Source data
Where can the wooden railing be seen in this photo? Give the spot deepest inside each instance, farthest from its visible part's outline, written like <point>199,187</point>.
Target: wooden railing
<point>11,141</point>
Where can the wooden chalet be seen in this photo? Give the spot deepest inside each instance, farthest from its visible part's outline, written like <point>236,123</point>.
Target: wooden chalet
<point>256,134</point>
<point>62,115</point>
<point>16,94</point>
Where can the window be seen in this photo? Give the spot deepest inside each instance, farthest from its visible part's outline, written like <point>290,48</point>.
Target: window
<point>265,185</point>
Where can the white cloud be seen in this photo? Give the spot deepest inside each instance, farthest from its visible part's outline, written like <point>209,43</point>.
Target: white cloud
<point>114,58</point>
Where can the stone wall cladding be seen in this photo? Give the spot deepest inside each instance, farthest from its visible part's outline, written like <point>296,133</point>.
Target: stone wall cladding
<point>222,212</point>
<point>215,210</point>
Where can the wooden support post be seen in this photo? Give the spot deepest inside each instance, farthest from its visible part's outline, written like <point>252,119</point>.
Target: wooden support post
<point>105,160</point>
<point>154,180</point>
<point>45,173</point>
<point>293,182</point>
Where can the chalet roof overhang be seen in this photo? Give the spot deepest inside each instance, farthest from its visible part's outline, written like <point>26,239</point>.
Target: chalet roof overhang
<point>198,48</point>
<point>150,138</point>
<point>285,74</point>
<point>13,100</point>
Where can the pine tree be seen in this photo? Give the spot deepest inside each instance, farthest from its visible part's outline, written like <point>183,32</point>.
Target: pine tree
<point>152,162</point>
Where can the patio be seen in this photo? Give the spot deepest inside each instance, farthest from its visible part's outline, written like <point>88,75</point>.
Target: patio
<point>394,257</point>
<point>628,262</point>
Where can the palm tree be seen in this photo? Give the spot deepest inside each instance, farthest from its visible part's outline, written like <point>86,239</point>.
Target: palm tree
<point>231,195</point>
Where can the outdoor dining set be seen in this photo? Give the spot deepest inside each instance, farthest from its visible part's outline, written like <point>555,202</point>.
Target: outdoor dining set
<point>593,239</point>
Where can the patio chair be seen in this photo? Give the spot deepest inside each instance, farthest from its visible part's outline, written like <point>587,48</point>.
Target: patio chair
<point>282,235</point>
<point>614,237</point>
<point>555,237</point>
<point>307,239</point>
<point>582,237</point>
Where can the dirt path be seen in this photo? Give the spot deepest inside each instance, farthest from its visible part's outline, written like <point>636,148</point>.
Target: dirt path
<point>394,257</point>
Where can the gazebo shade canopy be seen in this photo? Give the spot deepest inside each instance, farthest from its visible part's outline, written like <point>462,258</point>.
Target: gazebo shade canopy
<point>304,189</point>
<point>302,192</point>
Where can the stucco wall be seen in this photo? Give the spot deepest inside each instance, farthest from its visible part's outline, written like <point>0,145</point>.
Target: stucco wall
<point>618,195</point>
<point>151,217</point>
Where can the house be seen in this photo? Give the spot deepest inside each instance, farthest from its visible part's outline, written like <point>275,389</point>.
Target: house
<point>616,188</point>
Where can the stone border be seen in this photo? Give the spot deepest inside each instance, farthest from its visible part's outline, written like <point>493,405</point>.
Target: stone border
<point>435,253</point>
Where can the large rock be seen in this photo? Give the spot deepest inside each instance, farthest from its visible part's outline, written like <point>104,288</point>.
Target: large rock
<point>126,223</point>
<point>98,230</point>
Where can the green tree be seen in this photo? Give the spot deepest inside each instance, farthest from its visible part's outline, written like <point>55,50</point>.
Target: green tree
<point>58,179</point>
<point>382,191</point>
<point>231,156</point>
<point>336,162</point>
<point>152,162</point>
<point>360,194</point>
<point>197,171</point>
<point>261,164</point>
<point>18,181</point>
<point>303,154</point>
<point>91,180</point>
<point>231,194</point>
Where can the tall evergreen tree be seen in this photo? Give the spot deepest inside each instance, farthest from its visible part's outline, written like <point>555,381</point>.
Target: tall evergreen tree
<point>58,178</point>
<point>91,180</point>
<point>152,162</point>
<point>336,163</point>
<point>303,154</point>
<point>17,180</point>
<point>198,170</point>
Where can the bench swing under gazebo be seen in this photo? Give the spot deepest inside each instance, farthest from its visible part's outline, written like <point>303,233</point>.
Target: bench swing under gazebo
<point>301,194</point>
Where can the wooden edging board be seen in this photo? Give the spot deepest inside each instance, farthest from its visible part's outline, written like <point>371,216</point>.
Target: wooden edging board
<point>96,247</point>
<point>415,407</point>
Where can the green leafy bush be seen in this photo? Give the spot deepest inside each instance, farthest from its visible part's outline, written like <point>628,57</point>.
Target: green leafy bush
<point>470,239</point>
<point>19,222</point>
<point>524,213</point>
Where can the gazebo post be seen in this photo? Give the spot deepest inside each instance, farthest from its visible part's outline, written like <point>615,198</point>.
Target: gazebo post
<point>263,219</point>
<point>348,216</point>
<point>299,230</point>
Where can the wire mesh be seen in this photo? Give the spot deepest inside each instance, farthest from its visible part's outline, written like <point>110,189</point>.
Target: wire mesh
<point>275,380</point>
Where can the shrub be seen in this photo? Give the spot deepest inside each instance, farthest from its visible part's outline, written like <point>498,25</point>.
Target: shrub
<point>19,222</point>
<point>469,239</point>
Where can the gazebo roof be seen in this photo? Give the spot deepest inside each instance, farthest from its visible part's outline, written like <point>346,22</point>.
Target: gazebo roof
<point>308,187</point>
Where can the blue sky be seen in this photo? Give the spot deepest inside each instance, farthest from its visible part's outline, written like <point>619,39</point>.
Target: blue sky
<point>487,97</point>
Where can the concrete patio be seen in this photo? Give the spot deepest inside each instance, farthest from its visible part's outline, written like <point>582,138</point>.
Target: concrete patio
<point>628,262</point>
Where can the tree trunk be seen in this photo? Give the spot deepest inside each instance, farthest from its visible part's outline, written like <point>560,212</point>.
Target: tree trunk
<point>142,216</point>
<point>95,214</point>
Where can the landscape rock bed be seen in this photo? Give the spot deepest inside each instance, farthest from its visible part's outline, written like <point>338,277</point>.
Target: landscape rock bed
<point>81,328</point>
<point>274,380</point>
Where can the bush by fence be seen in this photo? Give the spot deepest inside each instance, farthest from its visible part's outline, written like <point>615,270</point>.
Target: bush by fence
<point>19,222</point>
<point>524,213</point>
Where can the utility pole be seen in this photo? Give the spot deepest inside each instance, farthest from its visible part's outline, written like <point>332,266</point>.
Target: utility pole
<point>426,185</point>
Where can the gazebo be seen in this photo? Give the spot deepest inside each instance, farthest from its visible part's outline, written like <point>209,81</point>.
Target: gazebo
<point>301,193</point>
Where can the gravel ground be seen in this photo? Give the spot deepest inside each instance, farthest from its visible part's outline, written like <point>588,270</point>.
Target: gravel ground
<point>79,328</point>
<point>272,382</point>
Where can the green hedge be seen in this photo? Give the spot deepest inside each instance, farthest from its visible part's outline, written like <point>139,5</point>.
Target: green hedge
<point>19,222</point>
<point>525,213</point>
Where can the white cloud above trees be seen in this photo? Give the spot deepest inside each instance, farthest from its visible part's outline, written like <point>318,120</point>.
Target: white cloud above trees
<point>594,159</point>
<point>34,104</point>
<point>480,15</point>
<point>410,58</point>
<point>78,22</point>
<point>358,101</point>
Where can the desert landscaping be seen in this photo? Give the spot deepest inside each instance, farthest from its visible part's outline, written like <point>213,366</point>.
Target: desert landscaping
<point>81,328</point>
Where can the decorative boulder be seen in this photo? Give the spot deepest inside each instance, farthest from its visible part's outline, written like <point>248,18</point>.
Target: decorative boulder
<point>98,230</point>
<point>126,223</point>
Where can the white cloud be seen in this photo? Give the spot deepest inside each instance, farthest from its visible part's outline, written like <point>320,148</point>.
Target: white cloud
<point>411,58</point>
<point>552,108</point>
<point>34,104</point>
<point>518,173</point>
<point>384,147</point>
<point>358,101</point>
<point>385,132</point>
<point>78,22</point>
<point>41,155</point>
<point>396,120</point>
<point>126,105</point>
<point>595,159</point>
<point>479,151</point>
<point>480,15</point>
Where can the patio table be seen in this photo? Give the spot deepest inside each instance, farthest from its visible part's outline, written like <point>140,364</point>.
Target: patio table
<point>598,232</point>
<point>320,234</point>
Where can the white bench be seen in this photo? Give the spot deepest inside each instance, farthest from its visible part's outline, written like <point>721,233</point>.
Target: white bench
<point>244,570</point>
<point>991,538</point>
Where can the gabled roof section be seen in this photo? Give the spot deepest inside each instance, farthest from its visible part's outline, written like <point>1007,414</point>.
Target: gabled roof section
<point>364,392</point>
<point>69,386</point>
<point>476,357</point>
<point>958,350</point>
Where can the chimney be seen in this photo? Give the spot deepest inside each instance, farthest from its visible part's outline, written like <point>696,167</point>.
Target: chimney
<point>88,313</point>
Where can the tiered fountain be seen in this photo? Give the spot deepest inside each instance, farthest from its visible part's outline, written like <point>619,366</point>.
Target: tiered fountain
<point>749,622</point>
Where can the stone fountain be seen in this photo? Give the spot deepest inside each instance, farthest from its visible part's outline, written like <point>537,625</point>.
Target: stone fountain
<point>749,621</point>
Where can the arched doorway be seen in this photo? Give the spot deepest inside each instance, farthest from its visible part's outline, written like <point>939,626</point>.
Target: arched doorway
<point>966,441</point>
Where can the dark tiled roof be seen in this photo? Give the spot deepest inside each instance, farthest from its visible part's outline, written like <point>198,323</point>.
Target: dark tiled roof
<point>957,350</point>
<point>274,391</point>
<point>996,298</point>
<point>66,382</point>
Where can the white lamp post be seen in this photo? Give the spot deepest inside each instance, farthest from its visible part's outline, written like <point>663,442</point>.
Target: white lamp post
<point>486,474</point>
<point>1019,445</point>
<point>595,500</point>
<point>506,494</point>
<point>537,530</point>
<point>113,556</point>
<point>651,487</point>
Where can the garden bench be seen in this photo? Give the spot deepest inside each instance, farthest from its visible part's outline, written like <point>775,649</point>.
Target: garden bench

» **WHAT IS BEING ASKED**
Show the lines from the data above that contain the string "garden".

» **SOLVED PROBLEM**
Where can the garden bench be seen in this photo? Give the spot deepest inside each instance, farthest from its visible part's outline, written like <point>775,649</point>.
Target: garden bench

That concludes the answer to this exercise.